[Items from a data source]
......

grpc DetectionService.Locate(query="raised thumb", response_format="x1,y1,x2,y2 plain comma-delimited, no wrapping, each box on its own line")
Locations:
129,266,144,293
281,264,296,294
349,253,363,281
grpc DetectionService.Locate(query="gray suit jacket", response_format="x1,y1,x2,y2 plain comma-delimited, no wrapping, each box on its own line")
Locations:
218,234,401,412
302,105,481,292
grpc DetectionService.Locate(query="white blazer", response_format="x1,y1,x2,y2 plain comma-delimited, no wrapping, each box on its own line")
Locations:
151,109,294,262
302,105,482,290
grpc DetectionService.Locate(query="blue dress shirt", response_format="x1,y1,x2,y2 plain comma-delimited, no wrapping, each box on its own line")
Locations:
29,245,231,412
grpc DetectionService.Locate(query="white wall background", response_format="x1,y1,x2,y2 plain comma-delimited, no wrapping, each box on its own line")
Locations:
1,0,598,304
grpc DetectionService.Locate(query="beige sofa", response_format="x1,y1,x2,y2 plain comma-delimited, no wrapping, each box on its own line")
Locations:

......

Exercise instructions -> What lines above hold the word "grpc"? List them all.

Finished exercise ->
grpc DetectionService.Locate(query="raised thumb", response_format="x1,y1,x2,y2 plain comma-delimited, no wrapping, each box on its own line")
grpc DetectionService.Locate(query="gray suit jacket", response_format="x1,y1,x2,y2 plain comma-delimited, no wrapping, each box on its own line")
grpc DetectionService.Locate(query="white blazer", response_format="x1,y1,x2,y2 plain comma-delimited, no wrapping, each box on its own line")
grpc DetectionService.Locate(query="blue dress shirt", response_format="x1,y1,x2,y2 plain comma-delimited, no wrapping, each box on its own line")
grpc DetectionService.Locate(query="white wall background", response_format="x1,y1,x2,y2 plain comma-delimited, no wrapping, each box on its own line")
grpc DetectionService.Locate(query="beige sofa", response_format="x1,y1,x2,y2 plain comma-delimited, no wrapping, each box on its own line")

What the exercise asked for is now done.